Print the records below exactly as they appear.

◆ **EXTRACTED ENTRIES**:
☆ ☆ ☆
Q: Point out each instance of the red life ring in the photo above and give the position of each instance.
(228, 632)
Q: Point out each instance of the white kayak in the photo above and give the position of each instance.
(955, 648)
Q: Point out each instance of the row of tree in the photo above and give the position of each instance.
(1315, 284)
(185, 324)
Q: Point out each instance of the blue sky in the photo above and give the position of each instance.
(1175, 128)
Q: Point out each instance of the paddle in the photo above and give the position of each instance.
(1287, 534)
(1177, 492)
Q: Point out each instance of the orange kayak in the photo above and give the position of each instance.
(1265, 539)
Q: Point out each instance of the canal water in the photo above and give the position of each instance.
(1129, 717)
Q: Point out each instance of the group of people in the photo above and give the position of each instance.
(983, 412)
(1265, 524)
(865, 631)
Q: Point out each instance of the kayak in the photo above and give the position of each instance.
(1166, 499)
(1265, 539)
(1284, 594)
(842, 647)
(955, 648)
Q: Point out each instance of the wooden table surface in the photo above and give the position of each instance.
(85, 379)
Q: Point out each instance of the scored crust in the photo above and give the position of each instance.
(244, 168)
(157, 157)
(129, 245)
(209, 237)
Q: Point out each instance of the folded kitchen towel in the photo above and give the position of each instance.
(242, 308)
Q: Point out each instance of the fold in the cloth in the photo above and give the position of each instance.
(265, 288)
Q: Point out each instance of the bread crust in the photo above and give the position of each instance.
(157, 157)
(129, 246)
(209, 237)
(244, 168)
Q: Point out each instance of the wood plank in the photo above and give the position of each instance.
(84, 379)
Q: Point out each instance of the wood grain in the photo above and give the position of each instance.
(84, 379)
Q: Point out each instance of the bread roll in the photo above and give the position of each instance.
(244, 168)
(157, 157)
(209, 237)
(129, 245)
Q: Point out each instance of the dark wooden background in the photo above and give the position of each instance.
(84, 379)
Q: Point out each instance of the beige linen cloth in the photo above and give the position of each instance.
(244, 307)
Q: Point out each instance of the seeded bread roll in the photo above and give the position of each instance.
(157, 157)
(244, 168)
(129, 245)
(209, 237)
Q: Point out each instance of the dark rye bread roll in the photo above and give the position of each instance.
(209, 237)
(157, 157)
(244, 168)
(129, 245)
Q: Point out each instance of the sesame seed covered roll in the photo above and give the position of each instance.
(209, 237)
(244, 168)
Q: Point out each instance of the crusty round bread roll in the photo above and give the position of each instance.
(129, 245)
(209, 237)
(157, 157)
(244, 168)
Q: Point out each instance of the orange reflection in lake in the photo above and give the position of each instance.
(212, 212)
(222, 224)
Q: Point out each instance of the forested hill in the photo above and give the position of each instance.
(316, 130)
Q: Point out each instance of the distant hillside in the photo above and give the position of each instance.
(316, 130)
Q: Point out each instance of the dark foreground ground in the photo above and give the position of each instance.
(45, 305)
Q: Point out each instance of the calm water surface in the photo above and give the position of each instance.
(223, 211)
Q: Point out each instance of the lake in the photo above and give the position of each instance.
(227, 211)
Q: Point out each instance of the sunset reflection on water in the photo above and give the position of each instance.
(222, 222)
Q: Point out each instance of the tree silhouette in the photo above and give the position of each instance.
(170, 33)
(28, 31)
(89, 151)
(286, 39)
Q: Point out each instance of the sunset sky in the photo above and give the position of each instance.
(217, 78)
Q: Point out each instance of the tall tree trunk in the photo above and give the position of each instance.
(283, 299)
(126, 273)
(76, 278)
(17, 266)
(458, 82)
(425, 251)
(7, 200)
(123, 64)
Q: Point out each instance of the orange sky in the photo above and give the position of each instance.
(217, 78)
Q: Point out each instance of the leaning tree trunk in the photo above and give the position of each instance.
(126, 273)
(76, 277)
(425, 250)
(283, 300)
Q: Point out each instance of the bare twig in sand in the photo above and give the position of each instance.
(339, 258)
☆ ☆ ☆
◆ **RESULT**:
Q: Point out each instance of the red life ring in the photo above and give the position of each instance.
(228, 632)
Q: Point out each instance of the white kayak in the photo above and give the position of each instance.
(955, 648)
Q: Point out each instance of the row of tree in the photo above and give the position of each instance.
(1315, 284)
(185, 324)
Q: Point out each instance of the blue sky in the photo above and give the position of each instance.
(1175, 128)
Q: Point out each instance of the paddle in the photo above and give the position of each instance.
(1287, 534)
(1177, 492)
Q: Point out each instance of the orange kayak in the photo above and give the position of each instance.
(1265, 539)
Q: Point out each instance of the canal water in the photo above and give the position of each instance.
(1129, 717)
Q: Point out each instance of the group of people in the photo above and give the position of each instance.
(983, 412)
(1265, 524)
(865, 631)
Q: Point out each instance of the kayak in the photo above and give the position of each instance.
(1166, 499)
(1265, 539)
(1284, 594)
(842, 647)
(955, 648)
Q: Point out each instance of the wooden table surface in the photo above and give the position of each instance.
(85, 379)
Q: Point out each instance of the scored crust in the photo above and give the position of each instance.
(244, 168)
(157, 157)
(129, 245)
(209, 237)
Q: Point out each instance of the folded kitchen towel in the photo above and give the position of each instance.
(242, 308)
Q: Point out each instance of the fold in the cloth in the photo above and give the position of each instance.
(265, 288)
Q: Point out each instance of the bread crust in the photo above and give the position of each instance.
(157, 157)
(129, 246)
(209, 237)
(244, 168)
Q: Point out each instance of the wood plank in the photo above and give the position of each instance.
(84, 379)
Q: Point out each instance of the wood grain in the photo above and give the position of each instance.
(84, 379)
Q: Point out each instance of the bread roll in the photo above and give the position of each instance.
(244, 168)
(157, 157)
(209, 237)
(129, 245)
Q: Point out each instance of the dark wooden background in the photo above and give the position of each instance.
(84, 379)
Q: Point out each instance of the beige linen cloth in the photo above and give the position of each instance.
(244, 307)
Q: Point out each instance of the seeded bread roll in the photo above and give the position of each instance.
(157, 157)
(244, 168)
(129, 245)
(209, 237)
Q: Point out each instance of the dark rye bread roll in the photo above and give the position of each instance.
(209, 237)
(157, 157)
(244, 168)
(129, 245)
Q: Point out each instance of the sesame seed covered roll in the photo above and give the position of each instance.
(209, 237)
(244, 168)
Q: Point out each instance of the crusty round bread roll in the photo above and give the position of each instance.
(129, 245)
(209, 237)
(157, 157)
(244, 168)
Q: Point out each instance of the orange reflection in lake in the photo above and give the position of each instance.
(212, 212)
(222, 224)
Q: Point out each instance of the forested hill in the photo above and give the position of each instance.
(316, 130)
Q: Point out each instance of the distant hillside in the photo above and give the position of each instance.
(316, 130)
Q: Point out each instance of the dark foreground ground in the photo above and give the position of each instance.
(45, 305)
Q: Point out each instance of the calm water surface in the photo above and give the position of each instance.
(223, 211)
Q: Point out each instance of the lake in the photo above and give the position of each instance.
(227, 211)
Q: Point out each instance of the sunset reflection on water in the photo above and give the position of each instance.
(222, 222)
Q: Point out each instance of the tree silhouette in the photo above and give the position of each instance.
(170, 33)
(28, 31)
(89, 151)
(286, 39)
Q: Point out each instance of the sunset sky in the photo above and give the position of each instance.
(217, 78)
Q: Point out each instance of the tall tree trunk in the photo above and give the position of each instance.
(283, 299)
(126, 273)
(76, 278)
(17, 266)
(458, 82)
(425, 251)
(7, 200)
(123, 64)
Q: Point out each instance of the orange sky in the photo above and give the position of each instance.
(217, 78)
Q: Point out each instance of the leaning tree trunk in the photo above and give the position of each instance.
(126, 273)
(76, 277)
(425, 250)
(283, 300)
Q: Point out each instance of the bare twig in sand in the photo above and give the position of each instance.
(339, 258)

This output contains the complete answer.